■ **Work instructions**
**A.** Copy the passage of the state-secrets article from "Justice Department officials" to "the 9th Circuit.".
**B.** According to the state-secrets article, by what vote did the U.S. Court of Appeals for the 9th Circuit decide the case the administration won last week?
**C.** Resume the state-secrets article after its final sentence.

■ **Selected text**
Begin

The government filed its brief to U.S. District Judge Robert Bates just after a midnight Friday deadline, blaming technical problems, and the late-night maneuvering underscored the political and diplomatic stakes for President Obama. His administration announced last year that it would set a higher bar when hiding details of controversial national security policies.

Justice Department officials said they invoked the controversial legal argument reluctantly, mindful that domestic and international critics attacked former president George W. Bush for waging the fight against terrorism with excessive secrecy and unchecked claims of executive power.

The Obama administration has cited the state-secrets argument in at least three cases since taking office - in defense of Bush-era warrantless wiretapping, surveillance of an Islamic charity, and the torture and rendition of CIA prisoners. It prevailed in the last case last week, on a 6 to 5 vote by the U.S. Court of Appeals for the 9th Circuit.

A senior Justice official, speaking on condition of anonymity, said the administration is engaging in "a much narrower use of state secrets" than did its predecessor, which cited the argument dozens of times - often, the official said, to "shut down inquiries into wrongdoing."

In its 60-page filing, the Justice Department cites state secrets as the last of four arguments, objecting first that Aulaqi's father lacks standing, that courts cannot lawfully bind future presidents' actions in as-yet undefined conflicts, and that in war the targeting of adversaries is inherently a "political question."

Robert M. Chesney, a national security law specialist at the University of Texas School of Law, said that Obama lawyers would undoubtedly prefer not to stoke the state-secrets debate, or to risk judicial review of its claim to a borderless battlefield.

"The real big issue here is . . . are we only at war in Afghanistan, or can the U.S. government lawfully use war powers in other cases, at least where the host nation consents or there is no host government?" Chesney said.

"You're trying to avoid a judicial ruling on the merits of the whole issue," Chesney said, adding, "But at the end of the day, if it's your best argument in a case you want to win, you're going to make that argument."

Glenn Greenwald at Salon wrote a biased but legitimate opinion piece of the whole ordeal. I'll put it in spoilers.

End

■ **Entries provided**
Begin

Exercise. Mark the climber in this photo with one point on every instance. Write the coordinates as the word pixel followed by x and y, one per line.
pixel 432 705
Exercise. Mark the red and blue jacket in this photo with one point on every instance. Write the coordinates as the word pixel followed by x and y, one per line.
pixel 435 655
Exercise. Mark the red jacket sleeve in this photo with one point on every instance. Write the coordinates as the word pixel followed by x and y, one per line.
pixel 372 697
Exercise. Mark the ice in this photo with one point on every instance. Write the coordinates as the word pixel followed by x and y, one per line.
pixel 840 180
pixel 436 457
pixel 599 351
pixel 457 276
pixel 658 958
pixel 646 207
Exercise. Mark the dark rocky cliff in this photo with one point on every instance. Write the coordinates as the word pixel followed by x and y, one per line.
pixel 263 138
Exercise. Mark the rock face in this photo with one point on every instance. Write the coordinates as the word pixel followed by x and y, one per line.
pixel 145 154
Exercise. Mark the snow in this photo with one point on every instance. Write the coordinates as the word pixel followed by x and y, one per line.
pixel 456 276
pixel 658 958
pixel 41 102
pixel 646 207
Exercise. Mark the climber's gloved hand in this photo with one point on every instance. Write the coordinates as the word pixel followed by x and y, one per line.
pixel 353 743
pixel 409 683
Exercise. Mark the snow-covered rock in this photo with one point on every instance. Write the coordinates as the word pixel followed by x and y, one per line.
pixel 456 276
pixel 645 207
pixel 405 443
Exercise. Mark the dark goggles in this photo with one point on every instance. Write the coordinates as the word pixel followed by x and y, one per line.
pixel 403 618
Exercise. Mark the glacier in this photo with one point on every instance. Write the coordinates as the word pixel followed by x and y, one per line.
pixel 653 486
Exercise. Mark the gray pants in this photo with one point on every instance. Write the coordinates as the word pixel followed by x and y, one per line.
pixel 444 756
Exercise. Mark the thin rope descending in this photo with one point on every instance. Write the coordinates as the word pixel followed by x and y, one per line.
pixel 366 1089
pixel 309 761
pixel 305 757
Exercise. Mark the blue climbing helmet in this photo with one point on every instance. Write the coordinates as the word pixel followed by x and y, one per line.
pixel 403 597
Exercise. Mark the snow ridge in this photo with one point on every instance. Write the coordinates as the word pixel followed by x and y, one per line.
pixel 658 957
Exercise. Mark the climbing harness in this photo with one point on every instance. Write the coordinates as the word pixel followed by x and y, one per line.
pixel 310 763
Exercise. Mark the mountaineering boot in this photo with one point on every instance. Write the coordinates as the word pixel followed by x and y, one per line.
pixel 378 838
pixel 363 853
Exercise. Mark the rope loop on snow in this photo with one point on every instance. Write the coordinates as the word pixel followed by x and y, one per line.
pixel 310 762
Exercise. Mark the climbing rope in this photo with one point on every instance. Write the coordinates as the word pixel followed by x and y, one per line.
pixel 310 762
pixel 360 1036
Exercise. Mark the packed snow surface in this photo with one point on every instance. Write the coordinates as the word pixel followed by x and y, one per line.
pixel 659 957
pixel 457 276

End

■ **Responses to the exercise**
**A.**
Justice Department officials said they invoked the controversial legal argument reluctantly, mindful that domestic and international critics attacked former president George W. Bush for waging the fight against terrorism with excessive secrecy and unchecked claims of executive power.

The Obama administration has cited the state-secrets argument in at least three cases since taking office - in defense of Bush-era warrantless wiretapping, surveillance of an Islamic charity, and the torture and rendition of CIA prisoners. It prevailed in the last case last week, on a 6 to 5 vote by the U.S. Court of Appeals for the 9th Circuit.

**B.** 6 to 5.

**C.**
http://www.salon.com/news/opinion/glenn_greenwald/2010/09/25/secrecy/index.html

Spoiler :
At this point, I didn't believe it was possible, but the Obama administration has just reached an all-new low in its abysmal civil liberties record. In response to the lawsuit filed by Anwar Awlaki's father asking a court to enjoin the President from assassinating his son, a U.S. citizen, without any due process, the administration late last night, according to The Washington Post, filed a brief asking the court to dismiss the lawsuit without hearing the merits of the claims. That's not surprising: both the Bush and Obama administrations have repeatedly insisted that their secret conduct is legal but nonetheless urge courts not to even rule on its legality. But what's most notable here is that one of the arguments the Obama DOJ raises to demand dismissal of this lawsuit is "state secrets": in other words, not only does the President have the right to sentence Americans to death with no due process or charges of any kind, but his decisions as to who will be killed and why he wants them dead are "state secrets," and thus no court may adjudicate their legality.

A very intense case of food poisoning in New York on Thursday, combined with my traveling home all night last night, prevents me from writing much about this until tomorrow (and it's what rendered the blog uncharacteristically silent for the last two days). But I would hope that nobody needs me or anyone else to explain why this assertion of power is so pernicious -- at least as pernicious as any power asserted during the Bush/Cheney years. If the President has the power to order American citizens killed with no due process, and to do so in such complete secrecy that no courts can even review his decisions, then what doesn't he have the power to do? Just for the moment, I'll note that The New York Times' Charlie Savage, two weeks ago, wrote about the possibility that Obama might raise this argument, and quoted the far-right, Bush-supporting, executive-power-revering lawyer David Rivkin as follows:

The government's increasing use of the state secrets doctrine to shield its actions from judicial review has been contentious. Some officials have argued that invoking it in the Awlaki matter, about which so much is already public, would risk a backlash. David Rivkin, a lawyer in the White House of President George H. W. Bush, echoed that concern.

"I'm a huge fan of executive power, but if someone came up to you and said the government wants to target you and you can't even talk about it in court to try to stop it, that’s too harsh even for me," he said.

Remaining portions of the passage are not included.